- GIVEN TASK A
Please answer these questions about the comment below, one per line:
(i) What did the writer do the night before a test?
(ii) Which exams did the writer take at the end of undergrad?
(iii) Which scores became the writer's A's?

Hacker Newsnew | past | comments | ask | show | jobs | submitlogin

Nice approach. And wow, that makes me realize that I was doing it right after all as a student.

I used to take the following approach, which maps surprisingly well to the author's teaching method:

  - Pay attention, but don't really take notes during class

  - Do the homework, but don't sweat getting stuck.  
    Skip stuff that I hadn't picked up in class.

  - Take notes the next day when they went over the homework.
    Pay extra attention to the stuff I didn't get the night before.

  - The night before a test, redo (or actually do) all the homework.

  - Ace all the tests

  - Don't really study for the final

  - Ace the final

I feel like I learned pretty much everything from every Engineering class I took in school. When it came time to do the EIT exams at the end of undergrad, I took them cold, walked out with half the time remaining (and nearly everybody else still in their seats) and passed by a comfortable margin.

Naturally, grades suffered a bit. You can map my grades to how a given prof weighed homework in his grading process. Usually you can drop one test score, and occasionally they'd let you count homework as one of those droppable scores. Those were my A's.

- GIVEN TASK B
Find every line in the entries below that contains the word "wall", and copy each one.

- RECORDS FOR PROCESSING
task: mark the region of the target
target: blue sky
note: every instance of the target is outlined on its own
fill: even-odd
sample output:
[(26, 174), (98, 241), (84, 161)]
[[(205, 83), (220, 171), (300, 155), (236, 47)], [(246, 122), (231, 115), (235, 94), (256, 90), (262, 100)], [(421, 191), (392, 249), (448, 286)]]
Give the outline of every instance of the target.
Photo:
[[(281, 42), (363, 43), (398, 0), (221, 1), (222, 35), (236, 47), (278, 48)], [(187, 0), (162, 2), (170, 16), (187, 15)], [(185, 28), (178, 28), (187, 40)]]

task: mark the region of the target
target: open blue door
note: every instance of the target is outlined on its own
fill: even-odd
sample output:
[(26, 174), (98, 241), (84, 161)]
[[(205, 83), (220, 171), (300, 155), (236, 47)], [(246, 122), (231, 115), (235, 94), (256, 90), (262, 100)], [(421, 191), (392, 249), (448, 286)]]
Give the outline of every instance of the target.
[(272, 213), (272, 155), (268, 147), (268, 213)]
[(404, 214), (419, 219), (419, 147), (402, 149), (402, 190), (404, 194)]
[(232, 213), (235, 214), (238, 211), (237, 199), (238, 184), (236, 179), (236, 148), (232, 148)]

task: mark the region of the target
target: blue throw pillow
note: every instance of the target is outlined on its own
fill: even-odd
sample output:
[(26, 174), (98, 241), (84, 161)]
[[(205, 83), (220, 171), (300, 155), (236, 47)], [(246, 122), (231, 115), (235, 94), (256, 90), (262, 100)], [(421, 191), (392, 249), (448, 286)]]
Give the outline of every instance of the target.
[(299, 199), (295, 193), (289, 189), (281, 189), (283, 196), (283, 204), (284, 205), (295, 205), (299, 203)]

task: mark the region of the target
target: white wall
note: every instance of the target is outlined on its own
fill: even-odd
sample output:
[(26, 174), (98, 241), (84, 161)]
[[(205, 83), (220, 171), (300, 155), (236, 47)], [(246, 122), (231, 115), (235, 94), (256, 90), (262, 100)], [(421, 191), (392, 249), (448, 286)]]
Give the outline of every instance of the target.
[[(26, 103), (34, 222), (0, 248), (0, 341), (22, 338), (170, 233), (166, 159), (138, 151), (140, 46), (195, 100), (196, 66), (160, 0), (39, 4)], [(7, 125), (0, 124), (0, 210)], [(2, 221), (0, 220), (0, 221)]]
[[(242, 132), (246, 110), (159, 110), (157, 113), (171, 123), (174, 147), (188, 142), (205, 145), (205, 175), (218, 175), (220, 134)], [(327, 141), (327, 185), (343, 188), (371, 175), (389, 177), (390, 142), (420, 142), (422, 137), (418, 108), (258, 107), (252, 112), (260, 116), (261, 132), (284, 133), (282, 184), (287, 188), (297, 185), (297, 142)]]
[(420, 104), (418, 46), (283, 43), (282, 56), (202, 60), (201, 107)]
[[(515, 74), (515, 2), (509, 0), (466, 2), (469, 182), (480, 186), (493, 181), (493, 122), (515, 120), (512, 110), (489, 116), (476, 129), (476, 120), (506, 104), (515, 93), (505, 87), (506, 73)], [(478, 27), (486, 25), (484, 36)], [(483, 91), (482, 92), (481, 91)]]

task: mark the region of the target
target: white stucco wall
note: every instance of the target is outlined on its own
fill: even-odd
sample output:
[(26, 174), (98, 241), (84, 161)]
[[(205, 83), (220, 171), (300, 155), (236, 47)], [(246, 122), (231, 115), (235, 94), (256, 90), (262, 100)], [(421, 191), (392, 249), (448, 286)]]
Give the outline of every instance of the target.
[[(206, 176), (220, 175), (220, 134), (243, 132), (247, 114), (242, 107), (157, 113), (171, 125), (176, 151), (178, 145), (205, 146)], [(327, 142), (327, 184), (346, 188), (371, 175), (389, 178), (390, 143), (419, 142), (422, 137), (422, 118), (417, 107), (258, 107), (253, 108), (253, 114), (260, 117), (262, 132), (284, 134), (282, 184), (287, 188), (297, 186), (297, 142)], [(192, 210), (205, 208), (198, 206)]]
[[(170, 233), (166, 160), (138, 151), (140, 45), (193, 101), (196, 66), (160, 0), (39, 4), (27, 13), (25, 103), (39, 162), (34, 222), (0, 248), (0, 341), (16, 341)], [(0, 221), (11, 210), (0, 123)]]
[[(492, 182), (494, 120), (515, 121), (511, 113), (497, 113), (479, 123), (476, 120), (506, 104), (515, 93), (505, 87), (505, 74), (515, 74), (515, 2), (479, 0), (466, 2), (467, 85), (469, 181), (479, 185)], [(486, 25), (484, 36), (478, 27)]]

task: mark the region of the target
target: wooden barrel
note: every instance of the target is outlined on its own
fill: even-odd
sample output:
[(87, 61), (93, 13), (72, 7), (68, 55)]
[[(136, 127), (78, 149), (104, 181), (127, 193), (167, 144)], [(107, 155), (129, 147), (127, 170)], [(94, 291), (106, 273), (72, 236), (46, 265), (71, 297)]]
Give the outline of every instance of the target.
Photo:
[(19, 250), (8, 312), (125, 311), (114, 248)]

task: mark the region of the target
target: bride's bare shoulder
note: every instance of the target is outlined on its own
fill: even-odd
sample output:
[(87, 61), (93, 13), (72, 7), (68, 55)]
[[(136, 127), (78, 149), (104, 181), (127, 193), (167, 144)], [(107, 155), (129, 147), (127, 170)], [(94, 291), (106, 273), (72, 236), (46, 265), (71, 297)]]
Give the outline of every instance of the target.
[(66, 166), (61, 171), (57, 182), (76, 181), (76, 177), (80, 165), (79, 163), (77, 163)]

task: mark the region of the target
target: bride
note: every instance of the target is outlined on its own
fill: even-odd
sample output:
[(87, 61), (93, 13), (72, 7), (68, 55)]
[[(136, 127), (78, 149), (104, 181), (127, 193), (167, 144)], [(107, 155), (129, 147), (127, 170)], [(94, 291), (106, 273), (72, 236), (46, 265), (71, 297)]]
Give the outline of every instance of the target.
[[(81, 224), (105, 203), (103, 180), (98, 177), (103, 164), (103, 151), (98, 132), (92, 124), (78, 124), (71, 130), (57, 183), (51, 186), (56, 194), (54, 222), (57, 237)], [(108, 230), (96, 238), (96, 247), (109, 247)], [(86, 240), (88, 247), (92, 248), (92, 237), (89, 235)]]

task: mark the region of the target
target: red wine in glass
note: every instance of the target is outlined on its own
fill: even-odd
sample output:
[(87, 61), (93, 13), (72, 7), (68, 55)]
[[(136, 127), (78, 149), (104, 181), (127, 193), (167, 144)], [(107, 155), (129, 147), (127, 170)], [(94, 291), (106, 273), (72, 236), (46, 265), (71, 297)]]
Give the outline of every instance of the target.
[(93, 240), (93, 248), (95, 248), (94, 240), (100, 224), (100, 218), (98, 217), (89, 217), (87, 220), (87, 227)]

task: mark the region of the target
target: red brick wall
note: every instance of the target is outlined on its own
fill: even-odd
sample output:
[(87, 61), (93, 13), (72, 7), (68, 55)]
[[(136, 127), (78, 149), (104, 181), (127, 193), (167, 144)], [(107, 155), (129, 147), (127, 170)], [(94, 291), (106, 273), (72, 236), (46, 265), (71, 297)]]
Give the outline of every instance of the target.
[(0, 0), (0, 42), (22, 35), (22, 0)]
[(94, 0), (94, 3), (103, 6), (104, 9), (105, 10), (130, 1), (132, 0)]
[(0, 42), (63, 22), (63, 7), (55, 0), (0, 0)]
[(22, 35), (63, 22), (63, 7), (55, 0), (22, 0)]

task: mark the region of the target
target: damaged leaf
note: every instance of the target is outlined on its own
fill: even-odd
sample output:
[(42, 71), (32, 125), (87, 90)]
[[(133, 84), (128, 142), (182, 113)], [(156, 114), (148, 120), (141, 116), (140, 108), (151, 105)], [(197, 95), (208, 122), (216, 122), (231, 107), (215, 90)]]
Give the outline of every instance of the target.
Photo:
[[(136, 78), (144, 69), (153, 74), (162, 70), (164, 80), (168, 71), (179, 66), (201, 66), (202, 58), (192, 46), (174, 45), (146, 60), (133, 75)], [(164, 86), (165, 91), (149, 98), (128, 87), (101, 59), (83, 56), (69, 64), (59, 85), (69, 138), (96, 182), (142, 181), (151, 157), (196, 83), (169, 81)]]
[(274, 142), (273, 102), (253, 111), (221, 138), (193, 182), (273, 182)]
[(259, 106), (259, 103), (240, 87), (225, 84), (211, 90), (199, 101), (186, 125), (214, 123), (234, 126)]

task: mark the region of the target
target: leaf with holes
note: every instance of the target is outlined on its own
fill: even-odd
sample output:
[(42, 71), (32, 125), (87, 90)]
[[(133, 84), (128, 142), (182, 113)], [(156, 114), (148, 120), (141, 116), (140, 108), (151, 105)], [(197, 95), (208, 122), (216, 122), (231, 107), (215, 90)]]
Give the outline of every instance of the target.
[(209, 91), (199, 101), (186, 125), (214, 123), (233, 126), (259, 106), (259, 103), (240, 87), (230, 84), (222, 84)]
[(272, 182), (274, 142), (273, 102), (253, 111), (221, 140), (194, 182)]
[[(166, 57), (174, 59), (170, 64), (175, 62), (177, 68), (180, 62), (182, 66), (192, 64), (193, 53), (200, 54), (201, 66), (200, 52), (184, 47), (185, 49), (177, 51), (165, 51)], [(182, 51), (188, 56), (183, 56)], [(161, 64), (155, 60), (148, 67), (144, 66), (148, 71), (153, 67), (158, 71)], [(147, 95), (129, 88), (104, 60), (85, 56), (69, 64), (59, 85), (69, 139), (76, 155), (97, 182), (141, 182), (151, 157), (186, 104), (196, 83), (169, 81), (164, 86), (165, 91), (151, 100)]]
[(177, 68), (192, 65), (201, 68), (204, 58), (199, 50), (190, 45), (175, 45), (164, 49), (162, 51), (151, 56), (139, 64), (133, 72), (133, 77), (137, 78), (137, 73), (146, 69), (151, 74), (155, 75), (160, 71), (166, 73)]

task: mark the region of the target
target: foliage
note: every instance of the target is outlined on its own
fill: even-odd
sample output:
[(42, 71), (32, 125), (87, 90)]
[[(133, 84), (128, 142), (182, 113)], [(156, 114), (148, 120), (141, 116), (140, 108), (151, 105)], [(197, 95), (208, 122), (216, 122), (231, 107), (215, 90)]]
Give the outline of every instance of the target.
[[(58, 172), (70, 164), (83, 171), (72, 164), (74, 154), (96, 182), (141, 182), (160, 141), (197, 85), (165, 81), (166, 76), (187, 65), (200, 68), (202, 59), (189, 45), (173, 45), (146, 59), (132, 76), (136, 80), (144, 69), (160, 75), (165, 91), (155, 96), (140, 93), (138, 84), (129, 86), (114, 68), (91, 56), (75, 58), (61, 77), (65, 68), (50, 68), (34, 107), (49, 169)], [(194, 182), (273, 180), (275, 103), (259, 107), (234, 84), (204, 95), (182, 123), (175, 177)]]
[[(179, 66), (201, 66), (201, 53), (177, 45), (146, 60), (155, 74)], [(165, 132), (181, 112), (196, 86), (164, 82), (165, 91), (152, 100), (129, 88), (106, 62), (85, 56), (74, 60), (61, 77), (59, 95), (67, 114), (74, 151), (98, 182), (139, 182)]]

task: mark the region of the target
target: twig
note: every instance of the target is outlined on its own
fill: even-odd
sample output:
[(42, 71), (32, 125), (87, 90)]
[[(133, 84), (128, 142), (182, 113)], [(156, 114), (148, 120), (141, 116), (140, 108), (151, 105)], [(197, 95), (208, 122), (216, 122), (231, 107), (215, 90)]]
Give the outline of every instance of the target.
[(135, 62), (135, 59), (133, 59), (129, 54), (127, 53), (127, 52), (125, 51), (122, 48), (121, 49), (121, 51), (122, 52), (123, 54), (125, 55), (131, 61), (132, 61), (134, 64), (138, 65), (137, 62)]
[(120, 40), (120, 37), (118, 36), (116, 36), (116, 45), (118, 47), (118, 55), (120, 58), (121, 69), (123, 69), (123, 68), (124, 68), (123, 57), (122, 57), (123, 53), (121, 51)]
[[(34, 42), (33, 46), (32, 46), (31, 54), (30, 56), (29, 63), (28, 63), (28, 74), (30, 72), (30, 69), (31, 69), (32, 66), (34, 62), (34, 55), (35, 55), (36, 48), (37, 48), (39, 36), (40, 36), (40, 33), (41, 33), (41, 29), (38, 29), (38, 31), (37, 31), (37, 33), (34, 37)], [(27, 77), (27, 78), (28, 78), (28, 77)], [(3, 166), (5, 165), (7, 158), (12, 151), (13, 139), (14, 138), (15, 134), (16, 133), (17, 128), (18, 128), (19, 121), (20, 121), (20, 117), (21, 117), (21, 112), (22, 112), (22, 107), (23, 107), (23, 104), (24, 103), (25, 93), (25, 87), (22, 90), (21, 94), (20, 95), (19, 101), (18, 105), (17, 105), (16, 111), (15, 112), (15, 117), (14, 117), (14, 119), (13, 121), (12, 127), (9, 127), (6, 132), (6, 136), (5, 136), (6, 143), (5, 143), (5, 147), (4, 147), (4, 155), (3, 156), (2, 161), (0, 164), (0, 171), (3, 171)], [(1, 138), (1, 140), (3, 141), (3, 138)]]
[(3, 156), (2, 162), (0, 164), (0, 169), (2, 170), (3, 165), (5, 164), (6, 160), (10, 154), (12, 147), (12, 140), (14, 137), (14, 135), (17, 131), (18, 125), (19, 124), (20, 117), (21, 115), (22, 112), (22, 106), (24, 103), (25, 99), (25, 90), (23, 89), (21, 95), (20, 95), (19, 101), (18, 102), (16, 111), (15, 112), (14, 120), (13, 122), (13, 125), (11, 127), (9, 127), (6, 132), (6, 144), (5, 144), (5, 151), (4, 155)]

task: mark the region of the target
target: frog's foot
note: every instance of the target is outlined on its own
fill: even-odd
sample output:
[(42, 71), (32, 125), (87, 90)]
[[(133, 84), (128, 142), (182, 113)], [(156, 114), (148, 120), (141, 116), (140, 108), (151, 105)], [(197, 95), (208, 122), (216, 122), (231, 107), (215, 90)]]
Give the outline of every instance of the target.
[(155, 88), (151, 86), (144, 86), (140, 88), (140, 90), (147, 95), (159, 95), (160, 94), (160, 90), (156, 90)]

- EXPECTED OUTPUT A
(i) Redid (or actually did) all the homework.
(ii) The EIT exams.
(iii) The ones where the professor let homework count as one of the droppable scores.

- EXPECTED OUTPUT B
target: white wall
target: white stucco wall
target: red brick wall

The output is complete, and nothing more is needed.